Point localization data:
========
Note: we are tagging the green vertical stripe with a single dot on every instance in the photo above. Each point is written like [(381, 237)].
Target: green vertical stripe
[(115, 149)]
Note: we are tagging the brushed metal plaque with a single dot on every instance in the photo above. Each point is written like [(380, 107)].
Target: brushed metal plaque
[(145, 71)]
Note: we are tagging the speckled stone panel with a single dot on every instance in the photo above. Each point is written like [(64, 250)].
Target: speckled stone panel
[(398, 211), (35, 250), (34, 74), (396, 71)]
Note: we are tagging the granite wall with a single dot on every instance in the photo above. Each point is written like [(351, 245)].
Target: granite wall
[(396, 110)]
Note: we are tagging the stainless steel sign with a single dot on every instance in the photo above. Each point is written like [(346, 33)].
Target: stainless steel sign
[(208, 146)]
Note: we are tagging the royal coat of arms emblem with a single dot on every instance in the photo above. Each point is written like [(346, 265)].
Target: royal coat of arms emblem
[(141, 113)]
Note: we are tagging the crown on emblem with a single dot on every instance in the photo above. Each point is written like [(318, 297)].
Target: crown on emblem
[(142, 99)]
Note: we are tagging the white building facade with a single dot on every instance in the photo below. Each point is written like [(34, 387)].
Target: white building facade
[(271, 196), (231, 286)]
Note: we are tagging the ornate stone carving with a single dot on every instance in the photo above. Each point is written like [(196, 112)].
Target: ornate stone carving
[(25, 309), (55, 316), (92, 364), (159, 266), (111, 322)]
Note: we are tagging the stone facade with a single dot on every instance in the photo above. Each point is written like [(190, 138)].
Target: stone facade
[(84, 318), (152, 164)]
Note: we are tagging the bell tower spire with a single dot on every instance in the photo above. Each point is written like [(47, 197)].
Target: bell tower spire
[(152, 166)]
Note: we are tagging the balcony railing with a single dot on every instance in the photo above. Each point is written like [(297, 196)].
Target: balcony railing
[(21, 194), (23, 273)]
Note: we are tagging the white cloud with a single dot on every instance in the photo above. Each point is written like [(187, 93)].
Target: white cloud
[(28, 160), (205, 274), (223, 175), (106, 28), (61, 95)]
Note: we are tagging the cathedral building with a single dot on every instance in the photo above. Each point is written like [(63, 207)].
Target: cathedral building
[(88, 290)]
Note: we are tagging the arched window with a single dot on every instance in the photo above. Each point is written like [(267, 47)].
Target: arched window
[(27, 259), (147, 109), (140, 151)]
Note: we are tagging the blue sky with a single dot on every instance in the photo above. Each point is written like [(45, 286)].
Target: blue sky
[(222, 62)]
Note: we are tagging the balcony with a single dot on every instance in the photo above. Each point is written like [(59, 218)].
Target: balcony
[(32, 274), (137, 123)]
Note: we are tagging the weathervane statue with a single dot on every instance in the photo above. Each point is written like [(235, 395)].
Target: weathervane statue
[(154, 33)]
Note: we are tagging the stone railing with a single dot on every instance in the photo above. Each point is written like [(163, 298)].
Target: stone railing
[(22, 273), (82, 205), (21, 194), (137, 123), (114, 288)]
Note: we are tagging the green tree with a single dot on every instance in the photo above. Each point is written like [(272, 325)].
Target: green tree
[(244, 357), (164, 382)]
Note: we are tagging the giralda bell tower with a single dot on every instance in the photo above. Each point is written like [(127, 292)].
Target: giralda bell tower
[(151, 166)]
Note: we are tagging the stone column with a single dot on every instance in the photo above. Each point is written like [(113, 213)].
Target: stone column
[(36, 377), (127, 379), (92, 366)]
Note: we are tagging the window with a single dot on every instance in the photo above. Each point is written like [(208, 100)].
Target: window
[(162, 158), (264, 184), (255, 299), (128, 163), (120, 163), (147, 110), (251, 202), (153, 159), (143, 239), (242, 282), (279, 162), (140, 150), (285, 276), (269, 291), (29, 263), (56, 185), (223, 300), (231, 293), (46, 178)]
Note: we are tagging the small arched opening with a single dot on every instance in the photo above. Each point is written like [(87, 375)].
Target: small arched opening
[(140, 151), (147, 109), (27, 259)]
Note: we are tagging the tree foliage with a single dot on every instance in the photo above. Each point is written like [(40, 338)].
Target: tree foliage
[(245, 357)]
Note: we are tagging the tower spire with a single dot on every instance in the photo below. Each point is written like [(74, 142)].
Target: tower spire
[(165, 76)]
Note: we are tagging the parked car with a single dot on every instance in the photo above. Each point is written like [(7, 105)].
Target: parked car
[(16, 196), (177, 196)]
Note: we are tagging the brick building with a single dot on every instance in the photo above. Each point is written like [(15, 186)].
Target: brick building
========
There is a line with "Note: we are tagging the brushed" and a line with "Note: we are tagging the ornate" above. Copy exactly those two lines and all lines between them, with nothing else.

**Answer for this exercise**
Note: we are tagging the brushed metal plaque with a single dot on every instance in the photo above. Each point is written like [(380, 107)].
Target: brushed metal plaque
[(145, 71)]
Note: we are tagging the speckled stone panel with a single dot on every instance in the photo above. Each point is written like [(64, 250)].
Target: speckled stone panel
[(398, 211), (35, 250), (34, 74), (396, 71)]
Note: we are tagging the granite wall with a single dot on every instance in the photo above. Each point is written like [(351, 245)].
Target: granite wall
[(396, 110)]
Note: we are tagging the stainless steel sign with a single dot on every instance in the photo above. Each point is written like [(346, 33)].
Target: stainless steel sign
[(208, 146)]
Note: we are tagging the royal coat of arms emblem with a single dot on every instance in the photo above. Each point is written like [(346, 265)].
Target: royal coat of arms emblem
[(141, 113)]
Note: we are tagging the crown on emblem with a single dot on every instance in the photo above. Each point is written like [(318, 297)].
Target: crown on emblem
[(142, 99)]
Note: we are tagging the white building facade with a single dot on every instance in the photo below. Each point is written like [(34, 387)].
Target: white building facade
[(271, 196), (231, 286)]
Note: we are tagging the ornate stone carving with a single dot on every instance in the photo above. Each point is written like [(196, 112)].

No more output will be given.